:: Texte cité ::

83.      Ainsi qu’il ressort nettement du libellé de l’article 6, paragraphes 2 et 3, du RGPD, le maintien ou l’introduction de dispositions plus spécifiques n’est autorisé que pour les cas visés aux points c) et e) du paragraphe 1. L’analyse précédente a montré que l’article 31 du BDSG ne vise aucune circonstance susceptible de relever desdits cas, ce qui exclut logiquement que l’article 6, paragraphes 2 et 3, du RGPD puisse être invoqué comme base juridique. Une application au cas visé au point f) du paragraphe 1 violerait non seulement le libellé de ces dispositions, mais méconnaîtrait la volonté du législateur de l’Union, telle qu’elle découle de la genèse desdites dispositions.

:::
:: Ensemble de lignes ::

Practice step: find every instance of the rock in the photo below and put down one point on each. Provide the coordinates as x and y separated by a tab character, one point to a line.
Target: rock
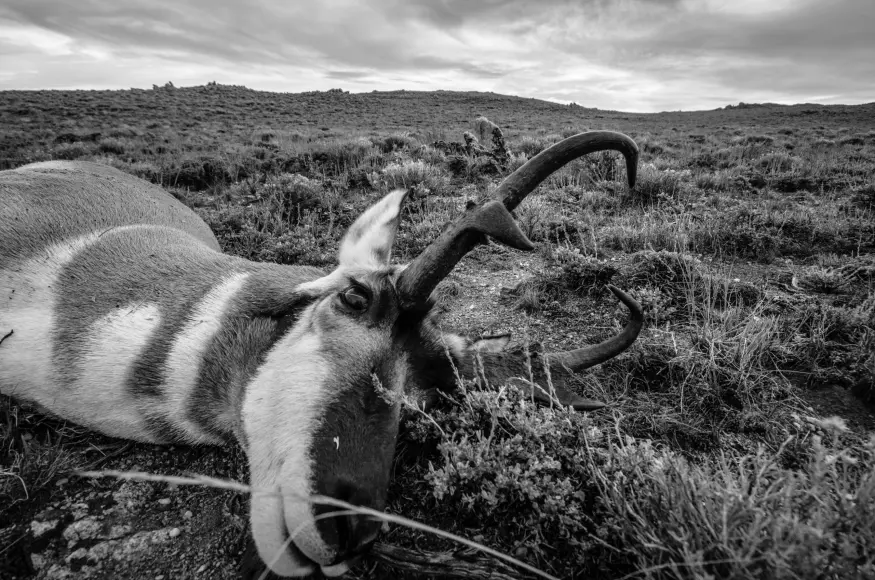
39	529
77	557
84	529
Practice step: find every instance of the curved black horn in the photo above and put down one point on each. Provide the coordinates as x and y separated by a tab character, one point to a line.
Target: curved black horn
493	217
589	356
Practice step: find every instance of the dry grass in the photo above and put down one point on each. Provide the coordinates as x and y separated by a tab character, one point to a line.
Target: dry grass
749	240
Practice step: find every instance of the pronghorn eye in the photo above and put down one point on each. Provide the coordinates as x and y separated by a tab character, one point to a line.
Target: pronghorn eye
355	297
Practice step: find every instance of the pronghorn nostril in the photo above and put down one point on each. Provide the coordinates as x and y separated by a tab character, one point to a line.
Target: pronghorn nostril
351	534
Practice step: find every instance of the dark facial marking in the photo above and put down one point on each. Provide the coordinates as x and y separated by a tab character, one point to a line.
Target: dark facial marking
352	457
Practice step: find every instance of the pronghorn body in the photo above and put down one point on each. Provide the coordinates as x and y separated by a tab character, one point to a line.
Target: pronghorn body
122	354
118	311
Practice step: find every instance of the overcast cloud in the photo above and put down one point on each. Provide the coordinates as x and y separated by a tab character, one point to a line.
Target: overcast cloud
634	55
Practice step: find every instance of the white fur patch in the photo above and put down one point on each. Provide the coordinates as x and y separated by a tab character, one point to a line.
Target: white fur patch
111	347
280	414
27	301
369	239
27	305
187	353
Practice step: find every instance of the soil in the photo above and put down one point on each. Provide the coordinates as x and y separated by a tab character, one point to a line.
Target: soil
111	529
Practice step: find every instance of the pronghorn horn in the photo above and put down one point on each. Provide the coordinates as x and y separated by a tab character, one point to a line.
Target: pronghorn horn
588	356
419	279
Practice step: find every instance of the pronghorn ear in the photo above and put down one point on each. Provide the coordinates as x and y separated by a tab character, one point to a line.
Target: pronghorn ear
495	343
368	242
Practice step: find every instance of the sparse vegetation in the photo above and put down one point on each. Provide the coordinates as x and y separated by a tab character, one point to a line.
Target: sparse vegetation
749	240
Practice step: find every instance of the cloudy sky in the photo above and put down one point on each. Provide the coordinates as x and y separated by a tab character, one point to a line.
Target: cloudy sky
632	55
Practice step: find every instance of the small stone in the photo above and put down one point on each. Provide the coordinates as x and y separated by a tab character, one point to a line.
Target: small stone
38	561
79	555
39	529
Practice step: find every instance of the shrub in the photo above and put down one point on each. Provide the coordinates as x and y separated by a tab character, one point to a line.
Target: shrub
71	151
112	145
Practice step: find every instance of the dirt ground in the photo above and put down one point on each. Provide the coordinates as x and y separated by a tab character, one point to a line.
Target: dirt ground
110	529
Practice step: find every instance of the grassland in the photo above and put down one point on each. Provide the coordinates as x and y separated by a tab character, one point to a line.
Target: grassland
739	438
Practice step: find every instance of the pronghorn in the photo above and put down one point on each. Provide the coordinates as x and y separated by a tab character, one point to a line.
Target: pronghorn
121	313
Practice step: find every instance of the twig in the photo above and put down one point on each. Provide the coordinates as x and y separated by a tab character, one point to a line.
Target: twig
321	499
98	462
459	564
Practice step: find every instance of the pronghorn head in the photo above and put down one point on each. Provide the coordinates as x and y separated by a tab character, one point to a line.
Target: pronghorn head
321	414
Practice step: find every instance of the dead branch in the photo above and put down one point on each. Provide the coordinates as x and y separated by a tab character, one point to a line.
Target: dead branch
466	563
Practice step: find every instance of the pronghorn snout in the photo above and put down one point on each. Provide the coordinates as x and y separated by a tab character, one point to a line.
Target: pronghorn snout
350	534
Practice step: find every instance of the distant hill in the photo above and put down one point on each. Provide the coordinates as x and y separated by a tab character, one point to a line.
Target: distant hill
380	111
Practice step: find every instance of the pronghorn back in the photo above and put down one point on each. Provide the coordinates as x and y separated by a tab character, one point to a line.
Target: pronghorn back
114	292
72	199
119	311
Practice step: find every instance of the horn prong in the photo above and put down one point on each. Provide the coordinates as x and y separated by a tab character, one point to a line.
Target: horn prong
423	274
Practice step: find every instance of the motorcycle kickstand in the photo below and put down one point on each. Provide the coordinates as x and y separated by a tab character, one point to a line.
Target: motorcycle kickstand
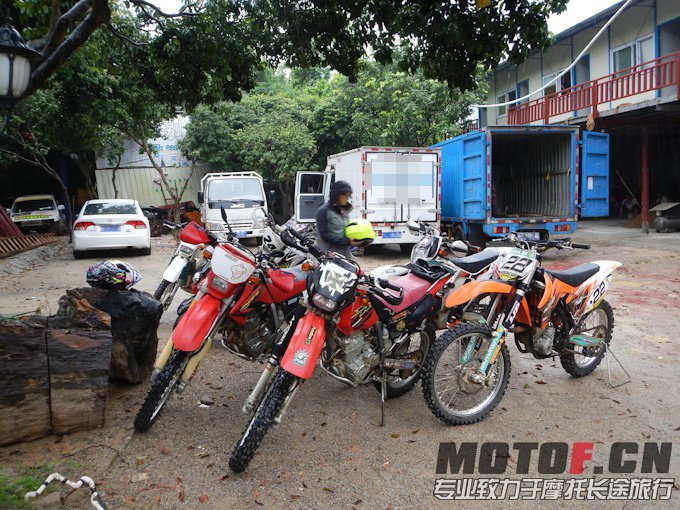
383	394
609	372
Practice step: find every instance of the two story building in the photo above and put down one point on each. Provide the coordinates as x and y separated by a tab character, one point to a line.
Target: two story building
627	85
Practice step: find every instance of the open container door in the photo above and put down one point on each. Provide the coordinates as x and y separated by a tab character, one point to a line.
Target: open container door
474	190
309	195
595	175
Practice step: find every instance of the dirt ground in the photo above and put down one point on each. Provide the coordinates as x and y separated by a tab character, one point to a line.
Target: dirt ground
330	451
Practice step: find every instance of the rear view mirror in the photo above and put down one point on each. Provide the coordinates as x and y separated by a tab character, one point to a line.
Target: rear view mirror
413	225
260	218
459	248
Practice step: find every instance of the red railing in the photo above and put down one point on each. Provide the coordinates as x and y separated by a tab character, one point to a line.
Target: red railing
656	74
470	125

:::
:: Ensemble de lignes ::

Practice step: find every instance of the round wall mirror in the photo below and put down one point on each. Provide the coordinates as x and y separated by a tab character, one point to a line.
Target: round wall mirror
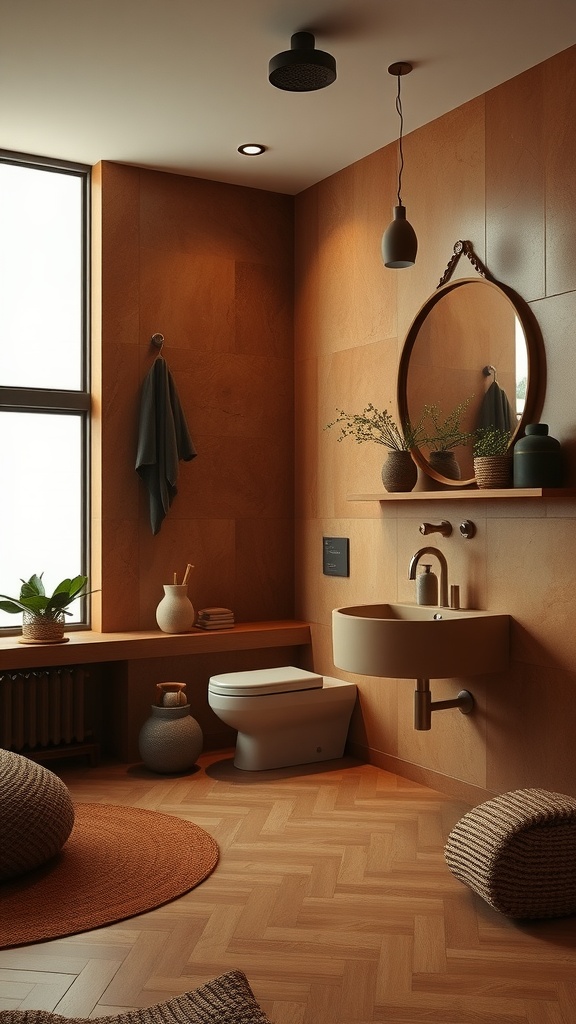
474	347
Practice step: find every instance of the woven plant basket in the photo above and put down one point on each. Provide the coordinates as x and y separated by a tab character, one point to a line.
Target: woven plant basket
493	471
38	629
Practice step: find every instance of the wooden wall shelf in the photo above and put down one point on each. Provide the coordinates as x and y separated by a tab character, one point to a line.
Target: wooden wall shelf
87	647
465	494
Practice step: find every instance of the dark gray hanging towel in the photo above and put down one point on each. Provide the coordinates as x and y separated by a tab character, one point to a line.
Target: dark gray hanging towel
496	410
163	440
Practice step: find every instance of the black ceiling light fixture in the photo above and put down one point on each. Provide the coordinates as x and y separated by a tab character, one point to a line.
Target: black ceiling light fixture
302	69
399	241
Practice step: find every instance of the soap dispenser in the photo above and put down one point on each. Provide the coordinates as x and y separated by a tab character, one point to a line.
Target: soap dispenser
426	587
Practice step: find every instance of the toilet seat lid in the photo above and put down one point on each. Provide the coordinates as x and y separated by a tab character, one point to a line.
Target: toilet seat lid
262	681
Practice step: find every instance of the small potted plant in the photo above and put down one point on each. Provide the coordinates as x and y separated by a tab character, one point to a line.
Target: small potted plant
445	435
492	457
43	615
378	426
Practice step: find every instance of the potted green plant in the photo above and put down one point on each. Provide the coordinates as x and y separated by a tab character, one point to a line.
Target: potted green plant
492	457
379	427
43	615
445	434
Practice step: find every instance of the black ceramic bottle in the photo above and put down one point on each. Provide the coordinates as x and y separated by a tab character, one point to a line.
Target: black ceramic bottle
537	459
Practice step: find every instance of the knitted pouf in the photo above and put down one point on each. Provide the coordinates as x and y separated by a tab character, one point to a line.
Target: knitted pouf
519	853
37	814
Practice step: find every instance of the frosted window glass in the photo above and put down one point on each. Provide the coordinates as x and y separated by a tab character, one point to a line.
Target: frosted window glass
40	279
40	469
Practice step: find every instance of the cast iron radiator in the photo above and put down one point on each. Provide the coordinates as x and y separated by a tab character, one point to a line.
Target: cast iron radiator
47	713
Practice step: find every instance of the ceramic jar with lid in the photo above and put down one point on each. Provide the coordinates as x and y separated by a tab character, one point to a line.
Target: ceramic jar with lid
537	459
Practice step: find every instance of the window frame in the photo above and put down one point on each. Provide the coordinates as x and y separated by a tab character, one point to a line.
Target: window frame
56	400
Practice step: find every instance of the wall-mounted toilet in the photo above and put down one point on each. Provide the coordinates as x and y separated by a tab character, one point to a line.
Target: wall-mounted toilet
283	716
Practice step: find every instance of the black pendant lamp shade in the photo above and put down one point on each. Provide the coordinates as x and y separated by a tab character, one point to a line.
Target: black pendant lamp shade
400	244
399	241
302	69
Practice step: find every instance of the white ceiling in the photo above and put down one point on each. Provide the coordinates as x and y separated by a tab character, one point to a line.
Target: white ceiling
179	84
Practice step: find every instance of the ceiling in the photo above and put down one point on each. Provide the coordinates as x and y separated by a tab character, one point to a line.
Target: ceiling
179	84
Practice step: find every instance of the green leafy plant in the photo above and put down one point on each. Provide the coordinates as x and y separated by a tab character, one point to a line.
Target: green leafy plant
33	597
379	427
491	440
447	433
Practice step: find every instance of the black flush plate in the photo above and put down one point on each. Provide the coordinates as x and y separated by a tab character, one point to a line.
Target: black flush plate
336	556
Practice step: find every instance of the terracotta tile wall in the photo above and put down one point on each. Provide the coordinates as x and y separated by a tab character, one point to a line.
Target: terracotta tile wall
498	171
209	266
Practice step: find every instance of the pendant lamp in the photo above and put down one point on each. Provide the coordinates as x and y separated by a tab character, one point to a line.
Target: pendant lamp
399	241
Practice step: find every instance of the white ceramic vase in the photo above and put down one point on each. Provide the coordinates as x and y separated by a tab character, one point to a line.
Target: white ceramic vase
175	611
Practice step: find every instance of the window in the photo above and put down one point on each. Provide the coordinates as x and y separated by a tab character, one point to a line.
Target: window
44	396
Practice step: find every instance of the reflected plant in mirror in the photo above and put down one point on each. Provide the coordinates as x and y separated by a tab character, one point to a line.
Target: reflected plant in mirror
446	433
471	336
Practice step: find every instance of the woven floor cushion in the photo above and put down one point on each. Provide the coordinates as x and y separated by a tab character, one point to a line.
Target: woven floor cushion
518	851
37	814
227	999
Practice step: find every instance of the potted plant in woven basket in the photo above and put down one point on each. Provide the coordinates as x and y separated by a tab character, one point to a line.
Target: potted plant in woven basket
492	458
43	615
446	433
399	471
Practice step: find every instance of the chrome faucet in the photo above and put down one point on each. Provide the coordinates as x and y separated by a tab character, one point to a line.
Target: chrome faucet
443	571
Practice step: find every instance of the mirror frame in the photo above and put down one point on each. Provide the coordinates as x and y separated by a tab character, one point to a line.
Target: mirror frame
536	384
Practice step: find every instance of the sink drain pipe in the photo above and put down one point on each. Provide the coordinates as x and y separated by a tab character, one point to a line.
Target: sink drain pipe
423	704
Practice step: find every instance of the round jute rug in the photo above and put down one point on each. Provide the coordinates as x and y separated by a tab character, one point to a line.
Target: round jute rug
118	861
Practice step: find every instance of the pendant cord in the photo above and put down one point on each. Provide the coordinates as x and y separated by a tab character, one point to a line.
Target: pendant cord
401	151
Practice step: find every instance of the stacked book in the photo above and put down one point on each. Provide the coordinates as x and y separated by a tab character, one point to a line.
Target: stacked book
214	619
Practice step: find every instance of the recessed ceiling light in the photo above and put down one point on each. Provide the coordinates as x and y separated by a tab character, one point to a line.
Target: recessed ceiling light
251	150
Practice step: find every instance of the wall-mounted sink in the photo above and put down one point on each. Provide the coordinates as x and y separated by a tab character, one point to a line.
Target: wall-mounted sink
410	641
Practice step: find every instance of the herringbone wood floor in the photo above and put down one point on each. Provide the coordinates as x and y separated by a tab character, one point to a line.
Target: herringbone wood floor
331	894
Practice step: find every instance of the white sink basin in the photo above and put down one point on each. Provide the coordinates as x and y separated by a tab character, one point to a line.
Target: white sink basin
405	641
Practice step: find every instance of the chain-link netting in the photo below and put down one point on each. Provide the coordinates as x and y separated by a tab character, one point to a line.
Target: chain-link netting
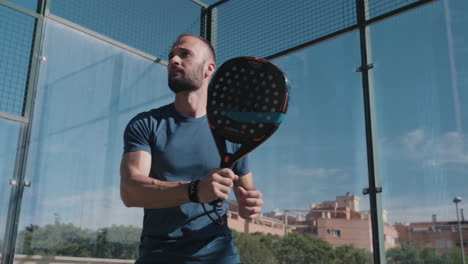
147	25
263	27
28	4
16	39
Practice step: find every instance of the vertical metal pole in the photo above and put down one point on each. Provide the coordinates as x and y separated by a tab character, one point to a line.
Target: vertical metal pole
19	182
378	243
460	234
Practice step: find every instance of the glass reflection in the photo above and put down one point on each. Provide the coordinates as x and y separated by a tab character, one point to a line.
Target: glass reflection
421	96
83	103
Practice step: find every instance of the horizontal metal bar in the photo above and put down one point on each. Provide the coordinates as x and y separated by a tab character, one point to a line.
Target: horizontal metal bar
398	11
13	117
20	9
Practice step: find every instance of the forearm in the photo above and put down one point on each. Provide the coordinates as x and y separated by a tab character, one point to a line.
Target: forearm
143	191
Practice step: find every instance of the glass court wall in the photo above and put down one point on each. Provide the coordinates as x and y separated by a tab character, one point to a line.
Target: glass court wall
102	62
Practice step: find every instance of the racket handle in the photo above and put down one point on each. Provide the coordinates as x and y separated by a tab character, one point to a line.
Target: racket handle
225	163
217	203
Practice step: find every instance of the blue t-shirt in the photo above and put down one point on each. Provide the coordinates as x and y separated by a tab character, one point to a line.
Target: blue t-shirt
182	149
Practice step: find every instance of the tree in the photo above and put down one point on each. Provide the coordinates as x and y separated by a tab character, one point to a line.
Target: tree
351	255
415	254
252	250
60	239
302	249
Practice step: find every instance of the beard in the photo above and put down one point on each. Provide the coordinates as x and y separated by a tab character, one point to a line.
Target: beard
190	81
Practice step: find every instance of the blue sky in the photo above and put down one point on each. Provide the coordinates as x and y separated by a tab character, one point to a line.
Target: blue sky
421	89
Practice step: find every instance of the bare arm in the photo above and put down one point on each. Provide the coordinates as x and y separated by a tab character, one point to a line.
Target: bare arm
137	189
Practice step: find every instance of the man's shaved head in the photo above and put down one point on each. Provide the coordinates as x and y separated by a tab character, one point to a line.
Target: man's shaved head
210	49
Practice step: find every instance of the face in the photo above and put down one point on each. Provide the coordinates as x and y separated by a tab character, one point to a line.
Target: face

:::
:: Ensemble de lignes ::

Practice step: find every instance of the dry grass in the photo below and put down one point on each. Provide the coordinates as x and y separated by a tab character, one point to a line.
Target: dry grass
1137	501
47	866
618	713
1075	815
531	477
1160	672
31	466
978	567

:::

- Objectif visé -
Reproduisez fidèlement le passage de l'extrait sur le RGPD qui s'ouvre sur les mots contenant « 83.      Ainsi qu’il ressort » et se clôt sur « genèse desdites dispositions. ».

- Solution proposée -
83.      Ainsi qu’il ressort nettement du libellé de l’article 6, paragraphes 2 et 3, du RGPD, le maintien ou l’introduction de dispositions plus spécifiques n’est autorisé que pour les cas visés aux points c) et e) du paragraphe 1. L’analyse précédente a montré que l’article 31 du BDSG ne vise aucune circonstance susceptible de relever desdits cas, ce qui exclut logiquement que l’article 6, paragraphes 2 et 3, du RGPD puisse être invoqué comme base juridique. Une application au cas visé au point f) du paragraphe 1 violerait non seulement le libellé de ces dispositions, mais méconnaîtrait la volonté du législateur de l’Union, telle qu’elle découle de la genèse desdites dispositions.